» DAFTAR TUGAS:
1. Salin dengan tepat bagian teks sumber mulai dari "Kebenaran secara bahasa" sampai dengan "kekeliruan atau kekhilafan.".
2. Menurut teks sumber, dalam konteks filsafat istilah kebenaran lebih lazim dipertentangkan dengan apa?

Dimensi praktis wahyu terjelma dalam
bentuk ma’qulat al-iradiyah yang
tampil dalam bentuk kemampuan berfikir praktis, mampu memikirkan konsekuensi
baik atau tidak baik secara aktual. Etika, hukum, syariah, dan seumpamanya
termasuk dalam dimensi praktis wahyu.
Muhammad
Iqbal menyebutkan pula, bahwa pengetahuan sejati dapat diperoleh manusia
dengan menggunakan kemampuan akal, indra, dan intuisinya. Hanya dengan jalan
itu manusia memiliki ilmu pengetahuan akan menjadi wahana bagi perealisasian
nilai-nilai spritualnya.
Kebenaran
Kendatipun dalam pengembangan
pengetahuan kita, selalu kita arahkan untuk mencapai tujuan meraih kebenaran
bahkan kita akan bersedia menghabiskan banyak waktu dan usia kita hanya
semata-mata untuk berjuang mewujudkan impian kita akan kebenaran itu. Namun
demikian, kebenaran dalam banyak peristiwa keilmuan selalu digunakan memiliki
makna ganda.
Kebenaran secara bahasa sehari-hari
selalu dipertentangkan dengan kebohongan atau dusta; sesuatu yang memiliki
celah salah, keliru dan ketidakvalidan. Dalam konteks filsafat, istilah
kebenaran lebih lazim dipertentangkan dengan kekeliruan atau kekhilafan.
Diantara keduanya adalah asumsi-asumsi dan atau praduga-praduga yang kendatipun
berada anatara benar dan keliru, namun eksistensinya selalu diperlukan untuk
menghantarkan seseorang pemikir atau filsuf menuju pada titik terang yang
bernilai benar dan oleh karenanya bermakna bagi terwujudnya kebenaran.

» CUPLIKAN ENTRI:
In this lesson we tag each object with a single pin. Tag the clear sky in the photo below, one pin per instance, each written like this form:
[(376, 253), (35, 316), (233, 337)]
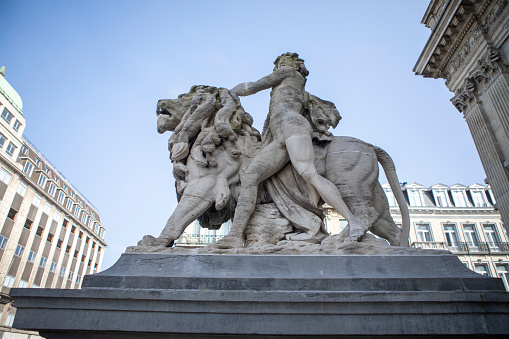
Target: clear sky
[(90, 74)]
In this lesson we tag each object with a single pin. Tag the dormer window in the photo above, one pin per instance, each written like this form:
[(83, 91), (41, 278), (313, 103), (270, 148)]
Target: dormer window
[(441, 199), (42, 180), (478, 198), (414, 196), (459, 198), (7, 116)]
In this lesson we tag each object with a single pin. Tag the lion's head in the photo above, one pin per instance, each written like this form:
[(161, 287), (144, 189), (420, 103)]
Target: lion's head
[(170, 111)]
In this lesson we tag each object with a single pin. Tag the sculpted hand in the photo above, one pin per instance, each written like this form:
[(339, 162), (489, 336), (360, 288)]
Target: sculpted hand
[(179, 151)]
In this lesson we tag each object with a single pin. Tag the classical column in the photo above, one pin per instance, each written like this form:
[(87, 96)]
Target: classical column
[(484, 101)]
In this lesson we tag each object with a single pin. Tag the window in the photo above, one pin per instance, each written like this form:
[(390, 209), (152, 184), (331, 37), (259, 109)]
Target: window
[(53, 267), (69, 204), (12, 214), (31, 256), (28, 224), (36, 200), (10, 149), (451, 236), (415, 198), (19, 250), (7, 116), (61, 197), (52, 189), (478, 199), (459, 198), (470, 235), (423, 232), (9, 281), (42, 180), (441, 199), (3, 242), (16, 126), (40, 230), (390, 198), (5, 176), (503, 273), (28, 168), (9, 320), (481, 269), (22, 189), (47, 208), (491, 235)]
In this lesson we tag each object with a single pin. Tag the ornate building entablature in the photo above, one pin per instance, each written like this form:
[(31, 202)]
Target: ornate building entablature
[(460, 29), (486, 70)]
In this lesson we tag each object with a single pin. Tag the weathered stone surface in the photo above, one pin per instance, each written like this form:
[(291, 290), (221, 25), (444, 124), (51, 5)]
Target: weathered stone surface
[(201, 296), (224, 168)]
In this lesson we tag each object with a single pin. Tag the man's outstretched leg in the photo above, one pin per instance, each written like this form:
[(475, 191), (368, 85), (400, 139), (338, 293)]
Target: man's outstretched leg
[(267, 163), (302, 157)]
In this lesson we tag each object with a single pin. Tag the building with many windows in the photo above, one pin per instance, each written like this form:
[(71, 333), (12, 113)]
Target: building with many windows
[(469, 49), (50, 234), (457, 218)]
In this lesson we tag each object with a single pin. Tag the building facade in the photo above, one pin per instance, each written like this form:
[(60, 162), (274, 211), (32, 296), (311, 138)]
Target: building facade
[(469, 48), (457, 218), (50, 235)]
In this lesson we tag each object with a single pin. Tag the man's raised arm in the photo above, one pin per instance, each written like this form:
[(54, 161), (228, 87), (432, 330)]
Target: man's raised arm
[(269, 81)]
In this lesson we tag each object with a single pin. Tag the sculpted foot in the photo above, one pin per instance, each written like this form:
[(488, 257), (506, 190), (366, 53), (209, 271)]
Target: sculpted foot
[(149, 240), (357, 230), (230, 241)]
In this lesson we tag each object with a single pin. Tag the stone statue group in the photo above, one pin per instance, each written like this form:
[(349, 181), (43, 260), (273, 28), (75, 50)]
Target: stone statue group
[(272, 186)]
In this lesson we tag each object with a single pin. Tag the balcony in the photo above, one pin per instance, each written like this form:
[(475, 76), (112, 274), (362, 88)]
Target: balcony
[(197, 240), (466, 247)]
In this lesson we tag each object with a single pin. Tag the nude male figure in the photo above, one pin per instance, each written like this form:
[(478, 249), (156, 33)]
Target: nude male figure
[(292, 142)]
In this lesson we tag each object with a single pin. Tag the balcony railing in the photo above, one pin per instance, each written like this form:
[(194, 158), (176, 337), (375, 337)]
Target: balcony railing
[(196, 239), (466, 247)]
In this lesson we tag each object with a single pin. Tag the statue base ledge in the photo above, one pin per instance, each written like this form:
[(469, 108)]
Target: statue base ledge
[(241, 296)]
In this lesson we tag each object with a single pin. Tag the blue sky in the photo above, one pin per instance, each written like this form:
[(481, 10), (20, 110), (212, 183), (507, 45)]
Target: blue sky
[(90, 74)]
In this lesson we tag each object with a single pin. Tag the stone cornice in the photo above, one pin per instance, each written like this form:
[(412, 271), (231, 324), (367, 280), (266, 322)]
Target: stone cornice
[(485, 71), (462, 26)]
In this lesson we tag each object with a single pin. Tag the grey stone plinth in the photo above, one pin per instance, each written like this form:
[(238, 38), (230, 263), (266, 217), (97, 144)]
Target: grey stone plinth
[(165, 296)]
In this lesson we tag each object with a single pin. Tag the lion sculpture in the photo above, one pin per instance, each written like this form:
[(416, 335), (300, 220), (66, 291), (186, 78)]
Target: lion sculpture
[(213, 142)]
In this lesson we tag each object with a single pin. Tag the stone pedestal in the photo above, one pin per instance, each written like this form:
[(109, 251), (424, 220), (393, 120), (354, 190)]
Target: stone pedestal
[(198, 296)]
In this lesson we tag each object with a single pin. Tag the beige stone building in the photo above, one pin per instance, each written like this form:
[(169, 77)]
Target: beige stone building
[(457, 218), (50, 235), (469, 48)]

--

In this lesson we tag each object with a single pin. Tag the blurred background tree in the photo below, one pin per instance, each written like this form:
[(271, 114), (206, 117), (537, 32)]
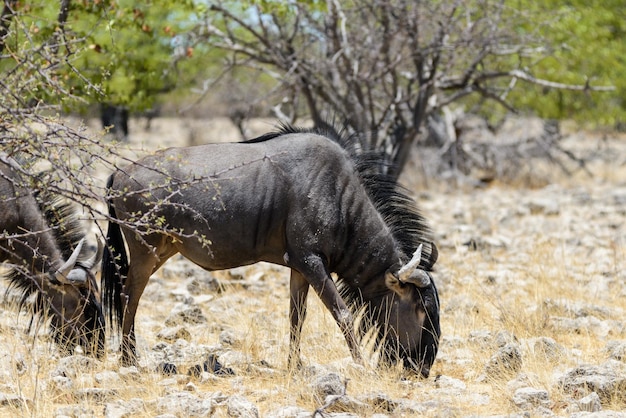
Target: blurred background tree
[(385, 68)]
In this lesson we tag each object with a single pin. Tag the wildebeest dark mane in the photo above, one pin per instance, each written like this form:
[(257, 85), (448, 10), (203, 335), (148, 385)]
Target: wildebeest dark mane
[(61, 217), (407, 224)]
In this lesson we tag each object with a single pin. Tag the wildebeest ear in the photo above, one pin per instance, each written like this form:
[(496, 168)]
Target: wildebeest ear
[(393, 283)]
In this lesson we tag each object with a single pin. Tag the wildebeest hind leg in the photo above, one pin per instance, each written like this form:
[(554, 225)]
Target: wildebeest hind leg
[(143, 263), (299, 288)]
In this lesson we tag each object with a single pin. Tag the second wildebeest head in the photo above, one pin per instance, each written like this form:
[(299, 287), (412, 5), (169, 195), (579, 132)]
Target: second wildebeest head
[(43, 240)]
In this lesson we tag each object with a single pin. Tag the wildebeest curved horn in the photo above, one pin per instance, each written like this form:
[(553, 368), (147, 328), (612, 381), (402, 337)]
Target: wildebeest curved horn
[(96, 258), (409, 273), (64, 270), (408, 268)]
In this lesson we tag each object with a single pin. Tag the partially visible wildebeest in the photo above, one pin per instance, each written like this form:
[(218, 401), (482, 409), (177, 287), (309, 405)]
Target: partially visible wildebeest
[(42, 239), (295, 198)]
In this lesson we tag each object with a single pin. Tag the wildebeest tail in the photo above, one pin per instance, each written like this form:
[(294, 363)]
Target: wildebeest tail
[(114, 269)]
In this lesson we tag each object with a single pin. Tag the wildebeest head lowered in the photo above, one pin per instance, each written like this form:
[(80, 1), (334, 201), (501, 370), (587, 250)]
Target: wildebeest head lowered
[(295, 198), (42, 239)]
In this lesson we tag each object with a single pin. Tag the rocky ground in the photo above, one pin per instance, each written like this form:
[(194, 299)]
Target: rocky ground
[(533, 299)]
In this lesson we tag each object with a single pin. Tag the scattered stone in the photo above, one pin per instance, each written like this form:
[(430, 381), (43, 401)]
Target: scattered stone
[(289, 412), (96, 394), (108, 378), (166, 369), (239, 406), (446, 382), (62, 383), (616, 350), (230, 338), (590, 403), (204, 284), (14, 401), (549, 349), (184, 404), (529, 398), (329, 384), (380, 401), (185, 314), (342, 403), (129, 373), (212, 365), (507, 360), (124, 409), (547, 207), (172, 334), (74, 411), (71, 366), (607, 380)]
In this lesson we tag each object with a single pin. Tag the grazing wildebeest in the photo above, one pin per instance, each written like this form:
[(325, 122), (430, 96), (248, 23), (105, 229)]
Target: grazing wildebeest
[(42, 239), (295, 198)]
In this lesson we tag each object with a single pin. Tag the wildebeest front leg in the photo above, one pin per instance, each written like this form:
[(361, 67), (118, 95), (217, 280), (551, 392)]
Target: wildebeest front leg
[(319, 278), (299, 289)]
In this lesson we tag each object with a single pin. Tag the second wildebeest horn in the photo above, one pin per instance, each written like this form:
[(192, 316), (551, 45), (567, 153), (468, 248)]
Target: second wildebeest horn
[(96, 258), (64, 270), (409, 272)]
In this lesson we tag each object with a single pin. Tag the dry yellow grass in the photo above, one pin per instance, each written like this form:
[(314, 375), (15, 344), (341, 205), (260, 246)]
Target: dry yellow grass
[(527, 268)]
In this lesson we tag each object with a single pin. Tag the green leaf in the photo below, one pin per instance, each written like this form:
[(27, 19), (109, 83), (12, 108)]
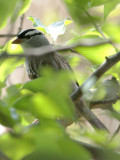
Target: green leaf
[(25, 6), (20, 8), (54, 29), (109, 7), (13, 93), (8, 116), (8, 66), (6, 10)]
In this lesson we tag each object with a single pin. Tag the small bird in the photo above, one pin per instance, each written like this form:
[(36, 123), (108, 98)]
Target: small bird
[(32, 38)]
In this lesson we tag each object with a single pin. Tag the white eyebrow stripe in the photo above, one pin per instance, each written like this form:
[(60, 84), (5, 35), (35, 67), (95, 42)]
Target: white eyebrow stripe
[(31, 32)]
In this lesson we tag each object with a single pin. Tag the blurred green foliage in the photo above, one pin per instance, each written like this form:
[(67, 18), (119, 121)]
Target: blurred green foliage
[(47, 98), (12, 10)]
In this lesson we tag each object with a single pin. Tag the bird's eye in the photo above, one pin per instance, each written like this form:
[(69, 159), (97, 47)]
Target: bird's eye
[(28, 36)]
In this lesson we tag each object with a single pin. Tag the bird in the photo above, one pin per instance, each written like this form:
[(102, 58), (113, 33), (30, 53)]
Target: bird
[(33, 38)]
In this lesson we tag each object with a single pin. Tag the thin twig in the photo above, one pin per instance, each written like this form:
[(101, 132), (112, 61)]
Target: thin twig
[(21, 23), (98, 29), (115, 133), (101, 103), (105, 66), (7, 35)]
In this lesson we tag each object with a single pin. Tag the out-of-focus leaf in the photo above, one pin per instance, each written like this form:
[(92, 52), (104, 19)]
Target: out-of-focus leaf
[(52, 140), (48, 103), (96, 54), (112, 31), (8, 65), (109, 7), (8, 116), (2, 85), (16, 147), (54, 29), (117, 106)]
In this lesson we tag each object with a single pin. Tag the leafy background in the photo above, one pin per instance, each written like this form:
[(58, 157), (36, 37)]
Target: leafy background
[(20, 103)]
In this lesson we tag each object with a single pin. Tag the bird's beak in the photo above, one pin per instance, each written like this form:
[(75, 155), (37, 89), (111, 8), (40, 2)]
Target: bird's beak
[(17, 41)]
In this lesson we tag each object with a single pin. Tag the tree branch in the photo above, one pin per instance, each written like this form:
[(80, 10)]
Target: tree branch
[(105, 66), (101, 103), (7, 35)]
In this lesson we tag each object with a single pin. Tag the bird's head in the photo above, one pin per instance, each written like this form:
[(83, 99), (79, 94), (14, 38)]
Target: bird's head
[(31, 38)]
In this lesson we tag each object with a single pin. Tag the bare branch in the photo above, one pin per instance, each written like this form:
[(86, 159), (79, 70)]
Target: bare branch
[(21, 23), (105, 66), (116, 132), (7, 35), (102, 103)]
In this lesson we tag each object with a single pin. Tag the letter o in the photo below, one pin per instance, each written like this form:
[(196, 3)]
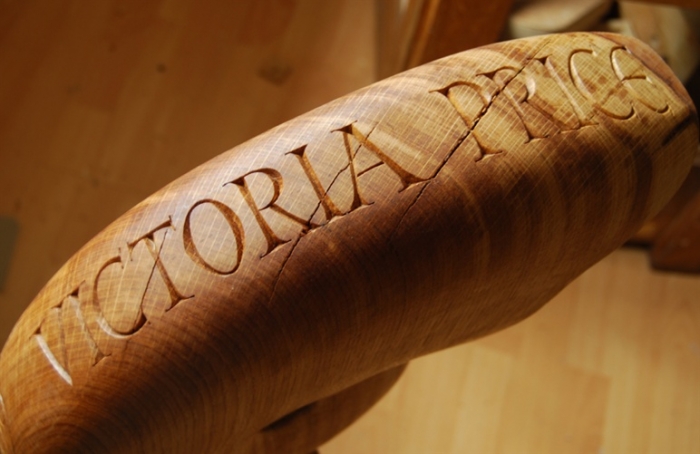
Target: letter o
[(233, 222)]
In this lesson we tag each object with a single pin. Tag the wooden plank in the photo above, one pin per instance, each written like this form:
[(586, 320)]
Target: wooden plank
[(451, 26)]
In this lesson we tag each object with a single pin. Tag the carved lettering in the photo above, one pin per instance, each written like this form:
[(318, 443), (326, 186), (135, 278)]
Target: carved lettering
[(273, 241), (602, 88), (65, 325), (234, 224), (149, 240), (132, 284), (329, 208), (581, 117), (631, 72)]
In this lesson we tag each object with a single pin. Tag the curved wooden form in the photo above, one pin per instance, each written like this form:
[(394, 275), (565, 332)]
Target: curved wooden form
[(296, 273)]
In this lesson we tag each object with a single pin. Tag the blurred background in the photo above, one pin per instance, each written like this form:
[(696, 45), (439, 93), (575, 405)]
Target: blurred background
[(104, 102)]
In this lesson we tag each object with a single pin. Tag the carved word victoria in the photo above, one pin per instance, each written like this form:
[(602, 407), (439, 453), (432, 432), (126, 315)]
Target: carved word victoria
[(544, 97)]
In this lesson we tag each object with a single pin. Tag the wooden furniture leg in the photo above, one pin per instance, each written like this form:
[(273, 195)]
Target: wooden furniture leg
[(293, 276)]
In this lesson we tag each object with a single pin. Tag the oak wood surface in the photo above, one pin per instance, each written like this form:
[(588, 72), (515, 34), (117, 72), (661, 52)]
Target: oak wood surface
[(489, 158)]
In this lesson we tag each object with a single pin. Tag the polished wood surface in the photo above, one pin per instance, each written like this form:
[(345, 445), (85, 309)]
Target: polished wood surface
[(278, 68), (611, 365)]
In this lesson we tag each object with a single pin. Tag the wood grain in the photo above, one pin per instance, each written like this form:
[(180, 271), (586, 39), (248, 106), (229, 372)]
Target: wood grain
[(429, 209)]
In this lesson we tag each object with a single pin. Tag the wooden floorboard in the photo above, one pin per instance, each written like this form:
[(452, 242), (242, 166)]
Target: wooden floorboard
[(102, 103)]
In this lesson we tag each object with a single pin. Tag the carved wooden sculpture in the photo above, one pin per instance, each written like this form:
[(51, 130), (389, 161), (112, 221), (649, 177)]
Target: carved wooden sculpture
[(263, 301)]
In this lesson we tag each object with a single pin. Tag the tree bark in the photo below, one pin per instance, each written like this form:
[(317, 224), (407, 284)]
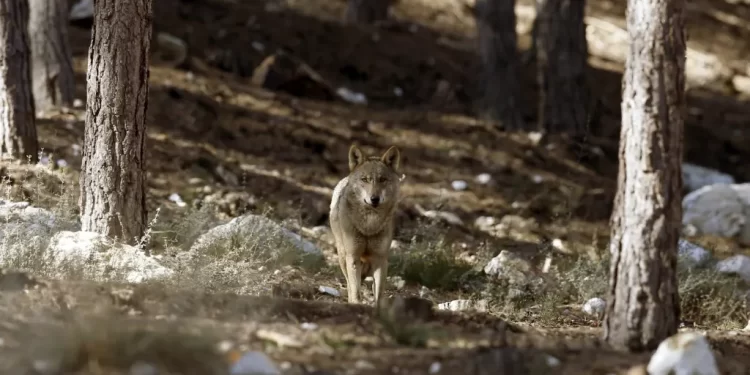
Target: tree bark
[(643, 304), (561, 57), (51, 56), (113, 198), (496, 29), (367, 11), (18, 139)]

* * *

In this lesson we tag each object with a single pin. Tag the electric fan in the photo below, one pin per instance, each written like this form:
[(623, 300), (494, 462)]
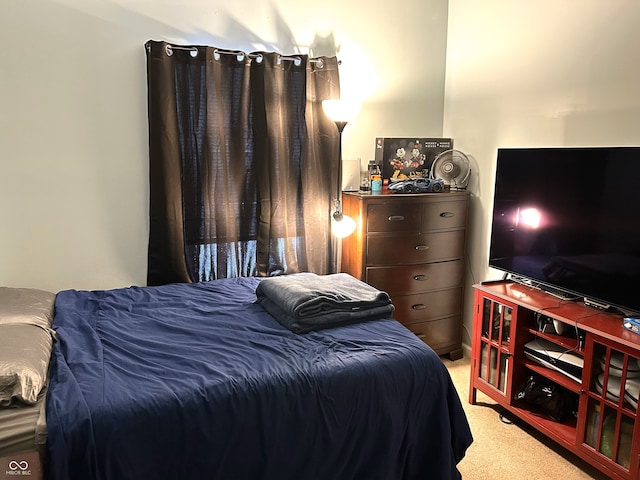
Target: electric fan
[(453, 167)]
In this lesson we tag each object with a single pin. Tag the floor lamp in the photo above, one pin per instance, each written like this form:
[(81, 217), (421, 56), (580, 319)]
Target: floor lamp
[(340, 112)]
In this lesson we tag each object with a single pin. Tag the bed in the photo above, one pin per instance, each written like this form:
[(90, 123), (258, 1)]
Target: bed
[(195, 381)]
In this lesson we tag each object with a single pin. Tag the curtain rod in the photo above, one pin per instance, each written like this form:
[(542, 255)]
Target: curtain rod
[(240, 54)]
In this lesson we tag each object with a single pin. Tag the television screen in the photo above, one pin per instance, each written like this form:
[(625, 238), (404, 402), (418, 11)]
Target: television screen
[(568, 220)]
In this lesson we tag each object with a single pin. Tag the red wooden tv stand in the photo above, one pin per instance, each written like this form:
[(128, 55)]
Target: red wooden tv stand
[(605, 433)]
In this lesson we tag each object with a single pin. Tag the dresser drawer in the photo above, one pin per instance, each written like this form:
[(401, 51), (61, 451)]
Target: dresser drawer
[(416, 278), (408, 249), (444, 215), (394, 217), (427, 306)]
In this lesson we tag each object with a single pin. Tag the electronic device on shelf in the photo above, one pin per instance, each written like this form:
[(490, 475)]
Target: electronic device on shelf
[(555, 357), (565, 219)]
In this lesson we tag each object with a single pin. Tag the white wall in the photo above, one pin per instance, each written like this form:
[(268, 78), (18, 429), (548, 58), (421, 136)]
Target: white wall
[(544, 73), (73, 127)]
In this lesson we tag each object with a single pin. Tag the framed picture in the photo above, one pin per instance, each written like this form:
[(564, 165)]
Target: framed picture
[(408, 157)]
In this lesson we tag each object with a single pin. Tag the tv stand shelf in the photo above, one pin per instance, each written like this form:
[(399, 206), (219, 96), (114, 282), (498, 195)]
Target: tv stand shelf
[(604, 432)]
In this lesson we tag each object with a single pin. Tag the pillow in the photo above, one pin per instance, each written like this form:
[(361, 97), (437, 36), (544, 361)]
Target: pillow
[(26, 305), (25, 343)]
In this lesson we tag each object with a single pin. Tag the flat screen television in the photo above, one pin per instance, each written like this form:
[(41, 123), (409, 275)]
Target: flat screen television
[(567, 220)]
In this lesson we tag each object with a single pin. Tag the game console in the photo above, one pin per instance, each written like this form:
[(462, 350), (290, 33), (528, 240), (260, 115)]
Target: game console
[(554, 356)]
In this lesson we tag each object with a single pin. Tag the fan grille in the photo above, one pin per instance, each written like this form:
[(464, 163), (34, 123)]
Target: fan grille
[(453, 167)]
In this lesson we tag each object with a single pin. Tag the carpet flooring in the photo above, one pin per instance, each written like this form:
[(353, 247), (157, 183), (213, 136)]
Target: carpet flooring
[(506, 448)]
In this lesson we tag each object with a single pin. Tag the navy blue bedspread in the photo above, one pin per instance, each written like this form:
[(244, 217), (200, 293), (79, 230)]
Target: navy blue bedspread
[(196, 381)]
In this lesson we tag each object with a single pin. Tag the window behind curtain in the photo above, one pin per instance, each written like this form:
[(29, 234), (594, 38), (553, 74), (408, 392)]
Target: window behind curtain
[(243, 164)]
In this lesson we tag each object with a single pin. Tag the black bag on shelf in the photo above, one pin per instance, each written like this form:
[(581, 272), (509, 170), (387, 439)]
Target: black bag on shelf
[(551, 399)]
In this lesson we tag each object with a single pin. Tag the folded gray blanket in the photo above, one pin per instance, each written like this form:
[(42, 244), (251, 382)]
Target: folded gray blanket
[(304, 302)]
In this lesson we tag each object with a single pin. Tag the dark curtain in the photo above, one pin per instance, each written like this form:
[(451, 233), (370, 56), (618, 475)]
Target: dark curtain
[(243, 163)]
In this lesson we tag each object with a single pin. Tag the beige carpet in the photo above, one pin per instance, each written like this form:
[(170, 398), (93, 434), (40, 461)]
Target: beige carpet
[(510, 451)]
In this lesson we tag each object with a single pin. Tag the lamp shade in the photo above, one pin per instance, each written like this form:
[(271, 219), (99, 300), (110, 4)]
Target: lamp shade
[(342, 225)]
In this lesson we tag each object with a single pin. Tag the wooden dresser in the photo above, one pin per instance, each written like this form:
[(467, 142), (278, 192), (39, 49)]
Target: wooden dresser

» JAWABAN PER TUGAS:
1.
Kebenaran secara bahasa sehari-hari
selalu dipertentangkan dengan kebohongan atau dusta; sesuatu yang memiliki
celah salah, keliru dan ketidakvalidan. Dalam konteks filsafat, istilah
kebenaran lebih lazim dipertentangkan dengan kekeliruan atau kekhilafan.

2. Dengan kekeliruan atau kekhilafan.